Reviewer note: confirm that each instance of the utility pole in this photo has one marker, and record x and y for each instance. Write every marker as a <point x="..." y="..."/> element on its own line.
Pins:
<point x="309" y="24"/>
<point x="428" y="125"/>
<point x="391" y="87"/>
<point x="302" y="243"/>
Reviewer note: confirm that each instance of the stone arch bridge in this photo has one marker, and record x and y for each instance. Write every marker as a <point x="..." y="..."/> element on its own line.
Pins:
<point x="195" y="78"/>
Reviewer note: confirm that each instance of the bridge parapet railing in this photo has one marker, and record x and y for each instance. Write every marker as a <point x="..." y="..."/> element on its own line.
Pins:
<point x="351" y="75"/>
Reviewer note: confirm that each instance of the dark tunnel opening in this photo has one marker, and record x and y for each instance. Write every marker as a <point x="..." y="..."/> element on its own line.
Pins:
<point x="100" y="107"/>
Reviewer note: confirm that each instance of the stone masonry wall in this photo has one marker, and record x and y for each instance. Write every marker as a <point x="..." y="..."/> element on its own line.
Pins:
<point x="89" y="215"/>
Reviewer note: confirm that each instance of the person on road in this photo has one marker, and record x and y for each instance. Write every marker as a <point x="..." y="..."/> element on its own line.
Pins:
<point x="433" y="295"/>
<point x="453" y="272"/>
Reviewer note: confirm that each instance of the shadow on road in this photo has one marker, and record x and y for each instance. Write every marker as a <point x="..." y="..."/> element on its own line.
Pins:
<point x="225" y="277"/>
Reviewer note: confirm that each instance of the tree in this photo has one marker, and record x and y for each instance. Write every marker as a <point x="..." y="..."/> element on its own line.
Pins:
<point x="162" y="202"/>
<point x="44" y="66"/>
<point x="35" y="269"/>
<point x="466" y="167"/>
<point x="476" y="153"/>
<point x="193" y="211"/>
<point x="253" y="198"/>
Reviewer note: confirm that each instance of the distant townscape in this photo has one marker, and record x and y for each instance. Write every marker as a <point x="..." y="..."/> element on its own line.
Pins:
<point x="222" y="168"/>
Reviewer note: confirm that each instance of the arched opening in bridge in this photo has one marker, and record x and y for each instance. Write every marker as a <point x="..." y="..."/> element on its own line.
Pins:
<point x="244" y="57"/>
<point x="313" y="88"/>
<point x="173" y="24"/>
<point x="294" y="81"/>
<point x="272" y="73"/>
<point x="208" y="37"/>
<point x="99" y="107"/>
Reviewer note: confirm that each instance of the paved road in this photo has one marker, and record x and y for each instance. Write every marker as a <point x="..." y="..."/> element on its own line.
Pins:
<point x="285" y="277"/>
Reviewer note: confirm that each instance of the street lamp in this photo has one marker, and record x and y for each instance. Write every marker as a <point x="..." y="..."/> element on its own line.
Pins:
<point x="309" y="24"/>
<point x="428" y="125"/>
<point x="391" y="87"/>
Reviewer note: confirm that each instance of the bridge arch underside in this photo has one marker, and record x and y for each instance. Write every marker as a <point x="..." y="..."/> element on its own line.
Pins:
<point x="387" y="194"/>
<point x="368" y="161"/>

● **Goal of the exercise**
Reproduce every line above containing "road".

● **Expected answer**
Reviewer note: confirm that each instance of the person on road in this photo has one marker, and record x and y for each instance. Write every marker as a <point x="..." y="..."/> element on its own line.
Reviewer note: confirm that each instance of the shadow on road in this photo has one marker, and record x and y for each instance. Write every marker as a <point x="..." y="..."/> element on its own line.
Reviewer note: confirm that each instance of the paved road in this photo has one marker, and record x and y for each instance. Write every marker as a <point x="..." y="..."/> element on its own line.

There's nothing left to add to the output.